(Records from a data collection)
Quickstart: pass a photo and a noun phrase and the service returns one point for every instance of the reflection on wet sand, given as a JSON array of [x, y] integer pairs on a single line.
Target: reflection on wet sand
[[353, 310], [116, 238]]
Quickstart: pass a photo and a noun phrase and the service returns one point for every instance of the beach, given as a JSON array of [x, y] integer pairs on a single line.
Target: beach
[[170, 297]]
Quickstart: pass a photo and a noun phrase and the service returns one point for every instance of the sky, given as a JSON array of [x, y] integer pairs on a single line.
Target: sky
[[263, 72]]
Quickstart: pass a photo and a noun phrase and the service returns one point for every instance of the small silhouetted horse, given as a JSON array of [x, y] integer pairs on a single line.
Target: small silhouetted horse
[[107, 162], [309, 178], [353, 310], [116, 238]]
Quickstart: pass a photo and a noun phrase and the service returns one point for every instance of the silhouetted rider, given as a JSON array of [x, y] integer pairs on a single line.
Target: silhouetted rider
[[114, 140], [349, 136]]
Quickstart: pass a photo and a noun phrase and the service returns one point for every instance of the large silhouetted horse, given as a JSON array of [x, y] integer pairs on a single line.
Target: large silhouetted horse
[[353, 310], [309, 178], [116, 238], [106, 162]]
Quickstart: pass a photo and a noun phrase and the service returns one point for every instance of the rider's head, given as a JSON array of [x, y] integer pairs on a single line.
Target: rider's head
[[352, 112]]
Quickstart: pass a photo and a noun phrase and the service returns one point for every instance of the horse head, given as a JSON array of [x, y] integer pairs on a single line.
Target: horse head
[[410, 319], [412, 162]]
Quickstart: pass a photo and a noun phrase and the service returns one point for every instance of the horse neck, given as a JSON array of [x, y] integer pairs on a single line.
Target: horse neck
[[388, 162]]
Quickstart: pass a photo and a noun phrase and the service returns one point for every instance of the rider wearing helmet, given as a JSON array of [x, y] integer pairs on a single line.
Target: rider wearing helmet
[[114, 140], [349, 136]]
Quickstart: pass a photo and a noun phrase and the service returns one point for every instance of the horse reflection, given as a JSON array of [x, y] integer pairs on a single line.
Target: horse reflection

# [Task]
Retype the data in full, and keep every line identical to the original.

# [Task result]
Quickstart: pass a photo and a noun phrase and the service returns one point for every instance of the reflection on wet sand, given as a JSON array of [x, y] integer pairs on a single line.
Target: reflection on wet sand
[[353, 310], [116, 238]]
Quickstart: pass a photo and a noun phrase and the service returns one point for every instance of the beach, given as a JSON array of [x, y] integer pairs on a single line.
Target: beach
[[170, 297]]
Quickstart: pass a photo and a noun phrase and the service returns one point for every instance of the sky, given as a JSON array of [x, y] integer pairs on a single line.
Target: sky
[[263, 72]]
Quickstart: pass a photo and a noun phrase and the service returns one point for every instance of the small silhouetted horse, given as a JSON array of [x, y] integer pairs on a single line.
Target: small silhouetted horse
[[107, 162], [309, 178], [353, 310], [116, 238]]
Quickstart: pass a photo and a noun phrase and the service returns one point for every instance of the silhouetted rider, given as a JSON array of [x, y] integer pairs on a single line.
Target: silhouetted rider
[[114, 140], [349, 136]]
Quickstart: pass a photo and a noun phrase and the service returns one point for every instance of the large silhouetted horse, given as a JSON array of [x, y] integer pairs on a single line.
Target: large silhouetted horse
[[353, 310], [309, 178], [116, 238], [106, 162]]
Quickstart: pass a photo and a noun phrase and the service returns one point for every instance of the rider's head, given as a JSON array of [x, y] integer pairs on a single line.
Target: rider's head
[[352, 112]]
Quickstart: pass a photo and a noun phrase and the service returns one point for every instance of the horse head, given as a JSON array of [x, y] integer pairs on a single line.
Target: horse head
[[410, 319], [412, 162]]
Quickstart: pass a photo and a noun phrase and the service returns one point for every instance of the horse neck, given as a JSON array of [x, y] integer pairs on a single line.
Target: horse neck
[[388, 162]]
Quickstart: pass a photo and a noun phrase and the service returns one point for every instance of the rider wearing helmet, given as a JSON array of [x, y] integer pairs on a single line.
Target: rider wearing helmet
[[114, 140], [349, 136]]
Quickstart: pass a photo and a noun phrase and the service returns one point for every instance of the horse reflection, given as a JSON array of [x, y] integer pairs on a single line.
Target: horse reflection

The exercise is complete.